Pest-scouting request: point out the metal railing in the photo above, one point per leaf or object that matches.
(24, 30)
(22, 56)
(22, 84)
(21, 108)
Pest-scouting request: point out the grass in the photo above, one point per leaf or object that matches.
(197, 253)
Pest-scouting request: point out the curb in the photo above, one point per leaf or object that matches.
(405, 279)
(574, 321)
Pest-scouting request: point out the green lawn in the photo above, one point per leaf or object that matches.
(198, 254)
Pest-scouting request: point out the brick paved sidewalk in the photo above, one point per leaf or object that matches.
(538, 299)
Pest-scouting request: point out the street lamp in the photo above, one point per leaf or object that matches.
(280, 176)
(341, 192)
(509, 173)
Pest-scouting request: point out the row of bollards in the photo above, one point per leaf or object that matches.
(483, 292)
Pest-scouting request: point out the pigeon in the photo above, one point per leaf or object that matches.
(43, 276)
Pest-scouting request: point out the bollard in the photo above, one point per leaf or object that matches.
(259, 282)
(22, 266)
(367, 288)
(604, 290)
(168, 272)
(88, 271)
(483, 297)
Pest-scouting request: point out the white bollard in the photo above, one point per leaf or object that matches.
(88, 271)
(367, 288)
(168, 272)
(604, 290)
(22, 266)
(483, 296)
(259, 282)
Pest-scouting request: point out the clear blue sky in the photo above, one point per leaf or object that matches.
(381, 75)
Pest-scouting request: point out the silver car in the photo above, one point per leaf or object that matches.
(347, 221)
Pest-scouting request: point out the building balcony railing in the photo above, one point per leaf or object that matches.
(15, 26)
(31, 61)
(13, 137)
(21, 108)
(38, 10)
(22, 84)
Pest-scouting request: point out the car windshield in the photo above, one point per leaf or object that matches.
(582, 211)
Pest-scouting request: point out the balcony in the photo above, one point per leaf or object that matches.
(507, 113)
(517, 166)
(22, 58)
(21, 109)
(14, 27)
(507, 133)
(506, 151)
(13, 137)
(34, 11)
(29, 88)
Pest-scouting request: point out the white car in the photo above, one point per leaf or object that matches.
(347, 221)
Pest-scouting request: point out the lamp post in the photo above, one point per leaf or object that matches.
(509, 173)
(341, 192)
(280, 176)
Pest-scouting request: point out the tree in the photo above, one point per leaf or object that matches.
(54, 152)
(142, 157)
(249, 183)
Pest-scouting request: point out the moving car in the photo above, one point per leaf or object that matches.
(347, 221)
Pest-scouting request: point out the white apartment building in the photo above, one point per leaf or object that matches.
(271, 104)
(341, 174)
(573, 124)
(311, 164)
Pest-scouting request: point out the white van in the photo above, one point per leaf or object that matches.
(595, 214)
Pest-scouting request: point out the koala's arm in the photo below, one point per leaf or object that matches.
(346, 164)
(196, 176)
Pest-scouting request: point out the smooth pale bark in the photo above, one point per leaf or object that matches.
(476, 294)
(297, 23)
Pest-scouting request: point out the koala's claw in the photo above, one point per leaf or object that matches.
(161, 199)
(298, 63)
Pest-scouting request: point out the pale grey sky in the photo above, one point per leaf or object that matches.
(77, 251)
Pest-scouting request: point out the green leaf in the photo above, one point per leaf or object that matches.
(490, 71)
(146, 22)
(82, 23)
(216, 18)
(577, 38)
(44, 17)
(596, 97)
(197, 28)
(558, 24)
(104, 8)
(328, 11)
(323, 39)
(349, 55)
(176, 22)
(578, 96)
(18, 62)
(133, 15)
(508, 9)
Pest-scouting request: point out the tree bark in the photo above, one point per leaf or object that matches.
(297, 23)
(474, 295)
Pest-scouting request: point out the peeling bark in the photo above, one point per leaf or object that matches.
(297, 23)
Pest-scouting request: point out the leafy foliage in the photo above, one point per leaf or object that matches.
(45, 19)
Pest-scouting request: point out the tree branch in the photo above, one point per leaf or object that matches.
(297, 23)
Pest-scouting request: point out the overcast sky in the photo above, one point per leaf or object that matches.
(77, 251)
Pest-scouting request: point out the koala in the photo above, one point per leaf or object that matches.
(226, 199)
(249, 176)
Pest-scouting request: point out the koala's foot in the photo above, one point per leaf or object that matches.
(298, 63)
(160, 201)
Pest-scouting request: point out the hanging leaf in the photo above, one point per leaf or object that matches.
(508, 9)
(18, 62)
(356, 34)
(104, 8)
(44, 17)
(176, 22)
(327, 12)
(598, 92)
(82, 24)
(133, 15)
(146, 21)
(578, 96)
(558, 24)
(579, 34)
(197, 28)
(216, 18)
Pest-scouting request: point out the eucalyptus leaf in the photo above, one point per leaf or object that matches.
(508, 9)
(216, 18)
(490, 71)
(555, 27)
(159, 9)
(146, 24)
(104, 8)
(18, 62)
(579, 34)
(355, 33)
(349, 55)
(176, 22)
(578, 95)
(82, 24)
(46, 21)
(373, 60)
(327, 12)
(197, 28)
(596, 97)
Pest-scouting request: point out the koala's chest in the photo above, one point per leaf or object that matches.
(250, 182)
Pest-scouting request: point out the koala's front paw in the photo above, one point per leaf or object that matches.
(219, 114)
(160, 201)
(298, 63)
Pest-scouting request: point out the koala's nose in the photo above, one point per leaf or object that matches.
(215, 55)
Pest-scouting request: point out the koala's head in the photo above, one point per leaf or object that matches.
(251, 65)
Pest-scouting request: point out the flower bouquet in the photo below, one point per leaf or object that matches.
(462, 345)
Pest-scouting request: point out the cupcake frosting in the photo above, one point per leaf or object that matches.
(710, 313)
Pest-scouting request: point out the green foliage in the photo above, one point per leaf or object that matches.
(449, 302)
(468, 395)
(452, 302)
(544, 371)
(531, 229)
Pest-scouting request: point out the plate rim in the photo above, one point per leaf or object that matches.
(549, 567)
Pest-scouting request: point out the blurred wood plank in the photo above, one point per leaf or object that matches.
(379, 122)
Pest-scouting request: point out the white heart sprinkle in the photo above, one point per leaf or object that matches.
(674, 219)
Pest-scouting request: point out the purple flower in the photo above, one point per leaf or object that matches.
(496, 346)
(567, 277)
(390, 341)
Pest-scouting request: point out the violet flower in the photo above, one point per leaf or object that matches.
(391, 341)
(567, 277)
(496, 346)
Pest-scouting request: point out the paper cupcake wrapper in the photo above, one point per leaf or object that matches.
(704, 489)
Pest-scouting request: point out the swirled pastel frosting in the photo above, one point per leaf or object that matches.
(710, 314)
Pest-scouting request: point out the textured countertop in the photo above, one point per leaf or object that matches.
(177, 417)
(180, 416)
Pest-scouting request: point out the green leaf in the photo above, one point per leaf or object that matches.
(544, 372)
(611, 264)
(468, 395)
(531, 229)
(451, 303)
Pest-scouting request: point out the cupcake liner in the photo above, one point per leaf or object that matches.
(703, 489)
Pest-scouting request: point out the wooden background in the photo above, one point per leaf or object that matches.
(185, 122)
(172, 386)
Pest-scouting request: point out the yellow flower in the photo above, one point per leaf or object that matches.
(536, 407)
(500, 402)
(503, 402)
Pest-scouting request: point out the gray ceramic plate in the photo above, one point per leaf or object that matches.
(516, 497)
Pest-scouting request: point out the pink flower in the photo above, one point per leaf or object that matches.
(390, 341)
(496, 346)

────────────────

- _WHAT YOU NEED TO DO_: Express all of the items above as a two-column CSV with the header row text,answer and one row per item. Put each item's text and its answer in a single quoted field, with any line breaks turned into spaces.

- _FULL SOLUTION_:
text,answer
"Pest-scouting request: point out the metal railing in the photo above, one point per leaf or object that matches.","(24, 30) (22, 56) (22, 84) (21, 108)"
"Pest-scouting request: point out the grass in the photo above, one point per leaf or object that matches.","(197, 253)"
"Pest-scouting request: point out the curb in the photo above, one point per leaf or object that matches.","(405, 279) (574, 321)"
"Pest-scouting request: point out the green lawn in the photo above, one point per leaf or object that matches.","(198, 254)"
"Pest-scouting request: point out the brick paved sidewalk in the photo above, one point per leaf or object that matches.","(538, 299)"
"Pest-scouting request: point out the street lamp in the photo above, one point per leaf or object that matches.","(280, 176) (341, 192) (509, 173)"
"Pest-scouting request: point out the row of bollards in the photo above, one point per leaf or object that matches.","(483, 292)"
"Pest-scouting request: point out the pigeon in the photo above, one point per leaf or object that matches.","(43, 276)"
"Pest-scouting request: point out the bollard in the photo above, one point per leaf or object that matches.","(259, 282) (22, 266) (367, 288) (604, 290) (168, 272) (88, 271) (483, 297)"
"Pest-scouting request: point out the white bollard in the photo above, one point per leaf or object that matches.","(88, 271) (367, 288) (168, 272) (604, 290) (22, 266) (483, 296) (259, 282)"
"Pest-scouting request: point out the clear blue sky in the photo above, one point per leaf or object that matches.","(381, 75)"
"Pest-scouting request: point out the silver car in the photo above, one point per leaf or object that matches.","(347, 221)"
"Pest-scouting request: point out the building balcony railing in the photo above, one point per leaf or object that matches.","(15, 26) (31, 61) (13, 137) (21, 108) (38, 10) (22, 84)"
"Pest-scouting request: point out the car windshield in the photo above, one point per leaf or object that matches.","(582, 211)"
"Pest-scouting request: point out the balcony in the photo above, one point per leaf or object that matches.","(507, 113) (517, 166) (22, 58) (21, 109) (14, 27) (507, 133) (506, 151) (13, 137) (34, 11) (29, 88)"
"Pest-scouting request: point out the white car in the photo above, one point per leaf or object that matches.","(347, 221)"
"Pest-scouting request: point out the lamp post in the photo above, one point per leaf or object that matches.","(509, 173) (341, 192) (280, 176)"
"Pest-scouting request: point out the tree in the photo above, one point per leaf or object that matches.","(54, 152) (142, 157) (249, 183)"
"Pest-scouting request: point out the moving car in the photo above, one point per leaf or object that matches.","(347, 221)"
"Pest-scouting request: point out the white apartment building in the photo above, one point per leaf or object that matches.","(271, 104) (341, 174) (573, 124) (311, 164)"
"Pest-scouting request: point out the white van in the photo above, one point per leaf or object that matches.","(595, 214)"
"Pest-scouting request: point out the koala's arm in the photo below, one point per leaf or object that matches.","(346, 164) (196, 176)"
"Pest-scouting request: point out the smooth pale bark in the photo above, one point per leaf or object that matches.","(476, 294) (297, 23)"
"Pest-scouting request: point out the koala's claw in the photo above, one point per leaf or object that matches.","(161, 199) (298, 63)"
"Pest-scouting request: point out the pale grey sky in the photo above, one point per leaf or object that matches.","(77, 251)"
"Pest-scouting request: point out the green leaf in the photo above, one point per leaf or object that matches.","(490, 71) (146, 22) (82, 23) (216, 18) (577, 38) (44, 17) (596, 97) (197, 28) (558, 24) (104, 8) (328, 11) (323, 39) (349, 55) (176, 22) (578, 96) (18, 62) (133, 15) (508, 9)"
"Pest-scouting request: point out the tree bark in the photo above, one point per leaf or object that matches.","(297, 23) (474, 295)"
"Pest-scouting request: point out the peeling bark in the photo above, one point per leaf or object that matches.","(297, 23)"
"Pest-scouting request: point out the leafy foliage in the photo above, one point per leaf or object that matches.","(45, 19)"
"Pest-scouting request: point out the tree branch in the photo above, one point per leaf or object that matches.","(297, 23)"
"Pest-scouting request: point out the overcast sky in the photo above, one point per leaf or object that matches.","(77, 251)"
"Pest-scouting request: point out the koala in the photo above, one point per leaf or object that matches.","(226, 199) (249, 176)"
"Pest-scouting request: point out the koala's foot in the photo above, one point per leaf or object that matches.","(298, 63) (160, 201)"
"Pest-scouting request: point out the hanging leaf in the photo above, one point per leaf or object that matches.","(508, 9) (18, 62) (356, 34) (104, 8) (44, 17) (176, 22) (327, 12) (598, 92) (82, 24) (133, 15) (146, 21) (578, 96) (558, 24) (579, 34) (197, 28) (216, 18)"
"Pest-scouting request: point out the eucalyptus leaf in the photo above, one point per leaf or object that matches.","(508, 9) (216, 18) (490, 71) (555, 27) (159, 9) (146, 24) (104, 8) (18, 62) (579, 34) (355, 33) (349, 55) (176, 22) (578, 95) (82, 24) (46, 21) (373, 60) (327, 12) (197, 28) (596, 97)"
"Pest-scouting request: point out the koala's chest in the photo above, one point per leaf or object that matches.","(250, 182)"
"Pest-scouting request: point out the koala's front paw in the photo above, one point per leaf or object that matches.","(219, 114) (160, 201) (298, 63)"
"Pest-scouting request: point out the koala's nose in the photo above, one point per leaf or object that matches.","(215, 55)"
"Pest-scouting request: point out the koala's head in the photo above, one point per leaf or object that matches.","(251, 65)"
"Pest-scouting request: point out the flower bouquet in the photo below, one point per leaf or object that matches.","(462, 345)"
"Pest-scouting request: point out the cupcake frosting in the photo above, one point per leaf or object that matches.","(710, 313)"
"Pest-scouting request: point out the green foliage in the photo above, one point per leaf or object that matches.","(449, 302) (468, 395) (452, 302) (544, 371) (531, 229)"
"Pest-scouting request: point out the plate rim in the photo above, one point per leaf or object that matches.","(549, 567)"
"Pest-scouting request: point out the blurred wood plank in the photo above, one point per leaf or object that matches.","(379, 122)"
"Pest-scouting request: point out the white heart sprinkle in the photo above, one point per leaf or object that matches.","(674, 219)"
"Pest-scouting request: point out the purple flower in the photo above, one point per leaf or object that matches.","(496, 346) (567, 277) (390, 341)"
"Pest-scouting request: point out the violet flower in the photo above, one point per leaf or object that matches.","(391, 341) (567, 277) (496, 346)"
"Pest-scouting request: point out the paper cupcake wrapper in the photo above, one point per leaf or object that matches.","(704, 489)"
"Pest-scouting request: point out the swirled pastel frosting in the photo above, one point per leaf or object that matches.","(710, 314)"
"Pest-scouting request: point out the textured countertop in the photo above, one point per leaf or object that matches.","(177, 417) (180, 416)"
"Pest-scouting request: point out the green leaf in the photo above, one point per leaf or object that matches.","(544, 372) (611, 264) (468, 395) (531, 229) (451, 303)"
"Pest-scouting request: point out the cupcake liner in the photo above, one point per leaf or object that matches.","(703, 489)"
"Pest-scouting request: point out the wooden background in the photo above, one point per leaf or object that matches.","(185, 122) (172, 386)"
"Pest-scouting request: point out the yellow flower in the photo above, one point per leaf or object that matches.","(536, 407) (500, 402) (503, 402)"
"Pest-scouting request: point out the gray ceramic plate in the photo above, one point per leaf or object that matches.","(516, 497)"
"Pest-scouting request: point out the pink flower in the photo above, one point per leaf or object that matches.","(390, 341) (496, 346)"